#### Yazıdan alıntı ####
Zeki Baştürk yazdı; İnsan Mustafa Kemal

Zeki Baştürk yazdı; İnsan Mustafa Kemal

Köşe yazarımız Zeki Baştürk makalesinde;

” İnsanlar yerine koy benliğini

Sev doğayı, insanı alabildiğine

Öylesine içten, öylesine…

İnsan olmak  öp özge şeydir!”

( Kemal İMER)

Bu yazıma birlikte çalışmaktan onur duyduğum Kemal İMER’in bir dörtlüğü ile başlamak istedim. Çünkü meslektaşım, dizelerinde insan olmanın erdeminden, güzelliğinden söz ediyor.  Bu dizeleri usuma getiren, anımsatan orman yangınları oldu. Özellikle günlerden söndürülmeyen Çanakkale’de çıkan yangınlardan.

Bir bakanımız, yangınla ilgili düşüncelerini kamuoyu ile paylaşırken” çok şükür can kaybı yaşanmadı ” demiştir. O güzelim çam ağaçları, meşeler cayır cayır yanarken onların içlerinin nasıl yandığını göremedi sanırım. Ya yılanlara, çiyanlara, tavşanlara, kurda kuşa, kaplumbağalara ne demeli? Onlar da canlı değil mi? Bu canlıların can havliyle oradan oraya koşuşmaları bakanın yüreğini dağlamadı mı?  Ozan dostumun dile getirdiği gibi insan olmak özge şeydir.

İnsan olmak, her şeyden önce vicdan sahibi olmaktır. Ülkemizin yeraltı ve yerüstü kaynakları göz göre göre yok oluyorsa bundan acı duyulmalıdir. İnsan olmak , doğayı, insanı sevmektir. Ağacı, kuşu, ırmakları, gölleri, denizleri, çiçekleri, böcekleri sevmektir. Sevgidir insanı yücelten. Çünkü bir insanı sevmekle başlar her şey.

İnsan olmak, dürüstlüktür.Çaliskan olmaktır. İşini en iyi yapmaktır. İşini en iyi yapanlara saygı duymaktır. Küçükleri korumak, büyükleri saymaktır. Yurt sevgisinden daha üstün bir sevgi olmadığını bilmektir. İnsan olmak zordur. İnsan olmak, erdemli kisilerin sahip olduğu bir özelliktir. Herkeste bulunmaz. Çünkü insan olmak, özge şeydir..

İnsan olmanın en güzel örneğini  Ulu Önder Mustafa Kemal Atatürk,  kendi yaşantısından kanıtlıyor bizlere.

Ankara’da havanın kapalı,

sıkıntılı olduğu bir Eylül akşamı…

Avrupa’nın üstünde savaş rüzgârları esiyor…

Çankaya Köşkü’nün havası hüzünlü…

Atatürk hasta ama…

Yurt ve ülke sorunlarından uzak  kalmak olası mı?
####
Yönerge 1: Kayıtlarda "small" sözcüğünü içeren bütün satırları toplayıp aynen aktarır mısın?
Aşağıdaki kayıtların yazıyla hiçbir ilgisi yoktur.
#### Kayıtlar ####
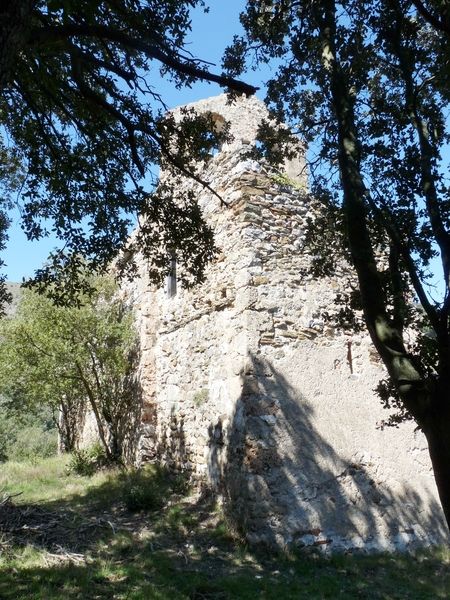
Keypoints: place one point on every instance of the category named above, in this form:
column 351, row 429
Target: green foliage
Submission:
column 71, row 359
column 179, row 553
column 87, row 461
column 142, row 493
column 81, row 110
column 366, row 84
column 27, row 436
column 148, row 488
####
#### Kayıtlar ####
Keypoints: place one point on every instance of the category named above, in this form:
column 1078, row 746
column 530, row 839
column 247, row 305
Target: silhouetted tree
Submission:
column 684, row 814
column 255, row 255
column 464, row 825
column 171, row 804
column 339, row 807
####
#### Kayıtlar ####
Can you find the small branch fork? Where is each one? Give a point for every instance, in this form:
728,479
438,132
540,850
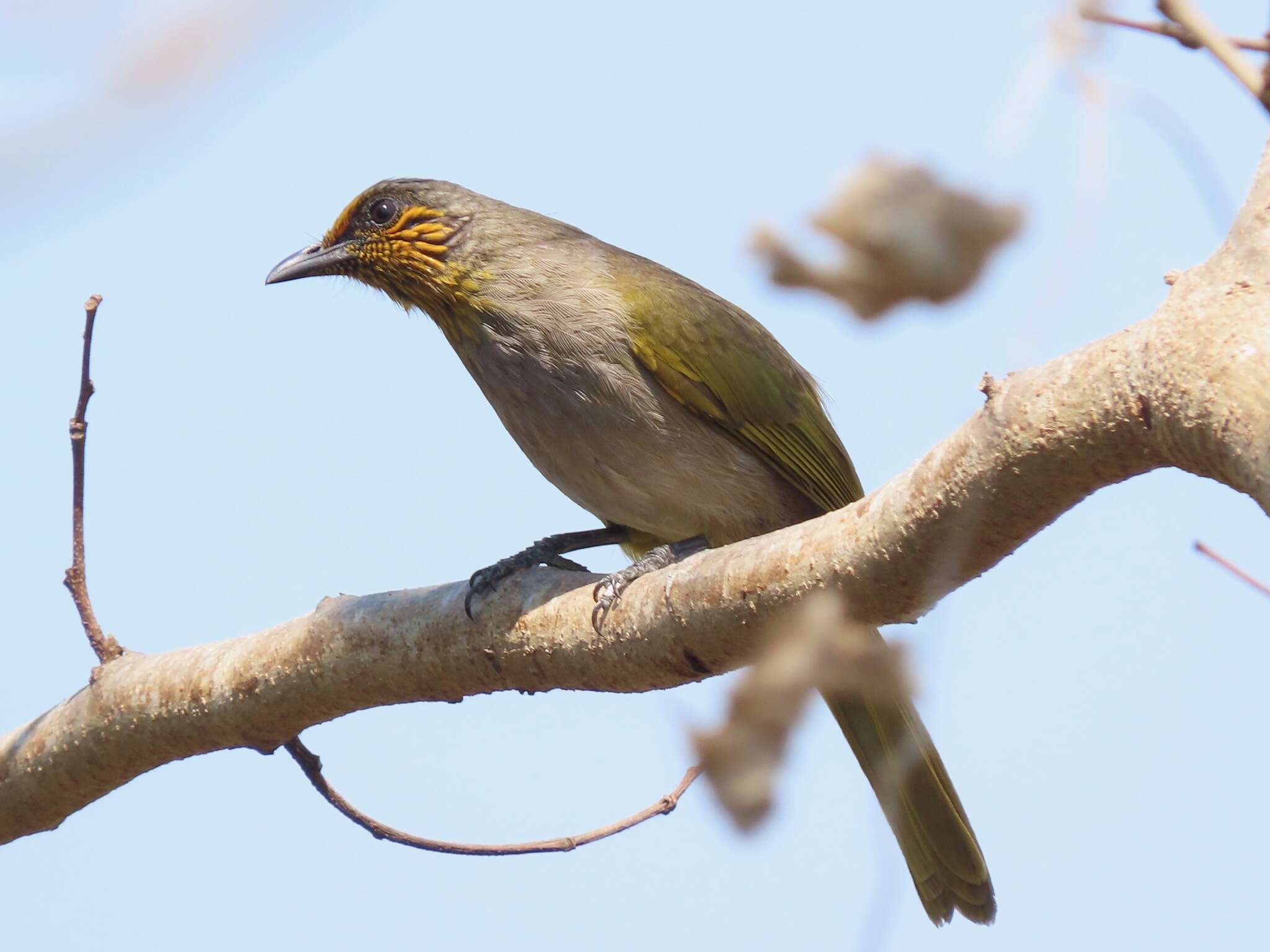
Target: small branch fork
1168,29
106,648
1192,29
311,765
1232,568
####
Yönerge 2: İnsan Mustafa Kemal yazısında yazar, yazısına neden Kemal İMER'in dörtlüğüyle başlamak istediğini nasıl açıklıyor?

Çözüm 1:
Can you find the small branch fork? Where is each one? Give a point for every instance, in this form:
Target: small branch fork

Çözüm 2: Yazar, meslektaşı Kemal İMER'in bu dizelerde insan olmanın erdeminden ve güzelliğinden söz ettiği için yazısına onunla başlamak istediğini söylüyor. Bu dizeleri ona orman yangınlarının, özellikle günlerdir söndürülemeyen Çanakkale yangınlarının anımsattığını da belirtiyor.